---- Records

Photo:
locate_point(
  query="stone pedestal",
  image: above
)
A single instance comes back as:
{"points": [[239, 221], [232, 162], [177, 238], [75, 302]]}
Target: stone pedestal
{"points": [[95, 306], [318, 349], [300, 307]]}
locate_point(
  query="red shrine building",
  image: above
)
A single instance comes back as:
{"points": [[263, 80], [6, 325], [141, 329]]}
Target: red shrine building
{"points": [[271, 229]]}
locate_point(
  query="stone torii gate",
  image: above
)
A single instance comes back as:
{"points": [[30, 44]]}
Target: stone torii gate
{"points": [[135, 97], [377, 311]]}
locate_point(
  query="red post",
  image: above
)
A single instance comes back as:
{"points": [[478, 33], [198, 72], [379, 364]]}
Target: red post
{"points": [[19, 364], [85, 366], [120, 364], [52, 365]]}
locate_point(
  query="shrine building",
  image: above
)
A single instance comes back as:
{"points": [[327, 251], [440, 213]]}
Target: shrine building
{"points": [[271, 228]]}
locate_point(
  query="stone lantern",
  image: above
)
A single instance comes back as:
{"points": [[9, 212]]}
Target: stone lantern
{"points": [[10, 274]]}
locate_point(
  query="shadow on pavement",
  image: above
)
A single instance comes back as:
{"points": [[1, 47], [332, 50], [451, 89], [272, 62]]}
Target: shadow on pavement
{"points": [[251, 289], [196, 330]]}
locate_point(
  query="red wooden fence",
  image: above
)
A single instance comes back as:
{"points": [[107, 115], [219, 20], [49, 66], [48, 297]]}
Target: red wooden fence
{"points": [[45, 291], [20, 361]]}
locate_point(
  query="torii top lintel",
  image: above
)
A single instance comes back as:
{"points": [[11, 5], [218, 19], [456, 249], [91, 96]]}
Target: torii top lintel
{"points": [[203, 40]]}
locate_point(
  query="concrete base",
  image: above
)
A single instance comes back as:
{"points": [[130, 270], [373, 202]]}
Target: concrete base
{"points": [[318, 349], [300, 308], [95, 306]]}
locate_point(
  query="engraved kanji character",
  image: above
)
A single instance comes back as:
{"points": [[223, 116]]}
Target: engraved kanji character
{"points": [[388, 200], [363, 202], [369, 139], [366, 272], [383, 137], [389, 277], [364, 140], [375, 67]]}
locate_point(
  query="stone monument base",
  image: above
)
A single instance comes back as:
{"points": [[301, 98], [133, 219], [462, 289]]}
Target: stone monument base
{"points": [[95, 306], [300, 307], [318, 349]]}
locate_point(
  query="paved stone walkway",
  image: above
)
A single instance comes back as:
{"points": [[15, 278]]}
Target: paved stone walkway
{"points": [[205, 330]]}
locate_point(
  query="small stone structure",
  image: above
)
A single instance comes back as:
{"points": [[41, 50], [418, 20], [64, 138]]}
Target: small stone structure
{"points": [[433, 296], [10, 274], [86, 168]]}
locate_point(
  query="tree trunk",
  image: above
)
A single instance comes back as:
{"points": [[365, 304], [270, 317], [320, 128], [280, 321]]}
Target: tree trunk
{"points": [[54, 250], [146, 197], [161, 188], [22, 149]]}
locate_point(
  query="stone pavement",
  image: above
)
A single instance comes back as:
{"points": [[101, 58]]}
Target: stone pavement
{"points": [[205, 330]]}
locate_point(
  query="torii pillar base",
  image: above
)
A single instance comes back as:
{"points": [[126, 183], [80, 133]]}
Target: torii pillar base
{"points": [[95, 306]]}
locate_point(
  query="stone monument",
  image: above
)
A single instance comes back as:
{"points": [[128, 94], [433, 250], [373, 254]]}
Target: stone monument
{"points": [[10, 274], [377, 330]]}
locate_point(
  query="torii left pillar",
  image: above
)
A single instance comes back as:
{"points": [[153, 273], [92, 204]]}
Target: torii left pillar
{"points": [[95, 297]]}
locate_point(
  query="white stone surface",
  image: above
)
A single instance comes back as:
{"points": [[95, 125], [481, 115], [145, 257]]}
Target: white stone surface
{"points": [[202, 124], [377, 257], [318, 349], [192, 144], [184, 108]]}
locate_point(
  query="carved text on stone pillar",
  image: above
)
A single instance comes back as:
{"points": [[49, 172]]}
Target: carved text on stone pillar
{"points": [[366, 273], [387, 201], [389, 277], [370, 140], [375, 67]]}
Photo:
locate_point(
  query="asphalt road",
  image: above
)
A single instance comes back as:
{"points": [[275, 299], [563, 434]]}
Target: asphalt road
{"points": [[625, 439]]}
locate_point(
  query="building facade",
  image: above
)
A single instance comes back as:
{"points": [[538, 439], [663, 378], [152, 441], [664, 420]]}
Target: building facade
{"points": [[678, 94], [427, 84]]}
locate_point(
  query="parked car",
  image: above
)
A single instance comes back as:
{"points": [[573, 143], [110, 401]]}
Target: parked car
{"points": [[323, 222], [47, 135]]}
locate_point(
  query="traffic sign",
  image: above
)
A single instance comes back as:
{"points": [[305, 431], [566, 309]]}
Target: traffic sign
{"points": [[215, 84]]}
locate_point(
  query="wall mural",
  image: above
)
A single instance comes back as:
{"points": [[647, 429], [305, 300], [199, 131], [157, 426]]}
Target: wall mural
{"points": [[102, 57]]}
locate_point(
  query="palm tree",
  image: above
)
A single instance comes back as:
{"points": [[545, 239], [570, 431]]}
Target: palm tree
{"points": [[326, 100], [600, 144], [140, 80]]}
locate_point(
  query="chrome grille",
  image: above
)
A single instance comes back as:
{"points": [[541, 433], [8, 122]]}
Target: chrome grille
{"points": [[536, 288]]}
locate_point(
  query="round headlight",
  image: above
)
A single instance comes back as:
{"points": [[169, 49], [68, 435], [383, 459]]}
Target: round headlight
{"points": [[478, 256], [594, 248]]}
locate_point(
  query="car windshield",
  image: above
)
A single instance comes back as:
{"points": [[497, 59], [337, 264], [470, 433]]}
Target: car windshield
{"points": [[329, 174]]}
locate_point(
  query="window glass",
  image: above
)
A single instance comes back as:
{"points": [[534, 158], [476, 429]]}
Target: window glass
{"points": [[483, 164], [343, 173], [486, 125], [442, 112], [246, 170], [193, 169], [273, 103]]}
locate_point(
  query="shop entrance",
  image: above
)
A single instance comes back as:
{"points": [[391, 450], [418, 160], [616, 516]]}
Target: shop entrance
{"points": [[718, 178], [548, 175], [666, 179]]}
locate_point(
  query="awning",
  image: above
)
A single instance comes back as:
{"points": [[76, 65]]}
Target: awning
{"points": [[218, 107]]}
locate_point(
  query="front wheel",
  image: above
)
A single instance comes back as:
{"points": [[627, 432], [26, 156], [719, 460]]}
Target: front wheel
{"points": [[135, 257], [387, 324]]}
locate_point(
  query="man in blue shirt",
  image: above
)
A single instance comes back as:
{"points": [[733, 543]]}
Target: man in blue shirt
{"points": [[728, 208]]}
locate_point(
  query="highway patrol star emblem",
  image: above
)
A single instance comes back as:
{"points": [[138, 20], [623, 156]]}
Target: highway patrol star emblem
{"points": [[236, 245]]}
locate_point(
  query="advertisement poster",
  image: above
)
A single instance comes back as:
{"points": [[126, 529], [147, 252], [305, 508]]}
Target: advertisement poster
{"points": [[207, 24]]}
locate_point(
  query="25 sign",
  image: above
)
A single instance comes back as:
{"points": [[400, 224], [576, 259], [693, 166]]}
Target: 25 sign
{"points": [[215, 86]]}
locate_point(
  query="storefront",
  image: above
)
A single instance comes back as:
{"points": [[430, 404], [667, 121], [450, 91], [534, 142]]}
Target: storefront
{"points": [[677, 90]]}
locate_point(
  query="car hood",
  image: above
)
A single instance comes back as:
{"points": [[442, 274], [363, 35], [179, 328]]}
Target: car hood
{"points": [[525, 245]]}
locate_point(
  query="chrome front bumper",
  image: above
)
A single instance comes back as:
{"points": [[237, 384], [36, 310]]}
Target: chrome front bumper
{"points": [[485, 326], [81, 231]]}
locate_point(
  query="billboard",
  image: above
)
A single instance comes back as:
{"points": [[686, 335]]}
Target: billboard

--------

### The problem
Pick out every line in the data above that contains the word "bumper", and copy each one in full.

### Task output
  query="chrome front bumper",
Target: chrome front bumper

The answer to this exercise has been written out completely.